Copy the following lines word for word, keeping every character unchanged.
---------- EXERCISE DATA ----------
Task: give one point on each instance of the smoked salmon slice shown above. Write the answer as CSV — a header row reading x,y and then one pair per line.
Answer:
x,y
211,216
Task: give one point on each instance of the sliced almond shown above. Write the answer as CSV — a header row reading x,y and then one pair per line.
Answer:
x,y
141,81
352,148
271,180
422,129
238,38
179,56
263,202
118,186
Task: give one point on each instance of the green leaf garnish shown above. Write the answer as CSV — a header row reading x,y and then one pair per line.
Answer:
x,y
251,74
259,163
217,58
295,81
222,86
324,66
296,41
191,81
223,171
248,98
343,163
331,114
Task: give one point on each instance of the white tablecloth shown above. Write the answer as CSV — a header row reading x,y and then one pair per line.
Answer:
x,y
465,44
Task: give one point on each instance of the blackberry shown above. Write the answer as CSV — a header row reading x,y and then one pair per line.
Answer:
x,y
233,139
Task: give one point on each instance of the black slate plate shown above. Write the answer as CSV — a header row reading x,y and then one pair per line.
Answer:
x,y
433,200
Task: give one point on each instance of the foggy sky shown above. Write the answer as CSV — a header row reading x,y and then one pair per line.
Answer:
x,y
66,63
----------
▸ SOLUTION TO THE PROBLEM:
Task: give one point on each instance of the smoked salmon slice shown above. Write the answer as CSV — a header row reading x,y and then one pair per line.
Answer:
x,y
211,216
Task: give one point on each instance of the sliced almond shown above. Write the answer as CSV — a header row reading x,y and then one pair per line.
Answer:
x,y
141,81
352,148
271,180
422,129
238,38
179,56
263,202
118,186
Task: give one point on each instance of the green leaf garnish shown above. Write the answer as CSV — a header row reading x,y and then one pair per line.
Answer:
x,y
251,74
259,163
217,58
295,81
222,86
324,66
296,41
191,81
223,171
248,98
343,163
331,114
Task: give one point on each instance of the white tablecloth shown above. Write the answer as CSV — a header row reading x,y and then one pair per line.
Answer:
x,y
465,44
Task: give one point on each instance of the blackberry shown above. Write the answer as CSV — a header row reading x,y and then one pair per line.
Answer:
x,y
233,139
Task: give one point on each instance of the black slate plate shown above. Write the answer as CSV — a header row reading x,y and then one pair per line.
Answer:
x,y
433,200
Task: give one point on each instance of the foggy sky shown above. Write the answer as CSV — a header row reading x,y and then one pair per line.
Answer:
x,y
66,63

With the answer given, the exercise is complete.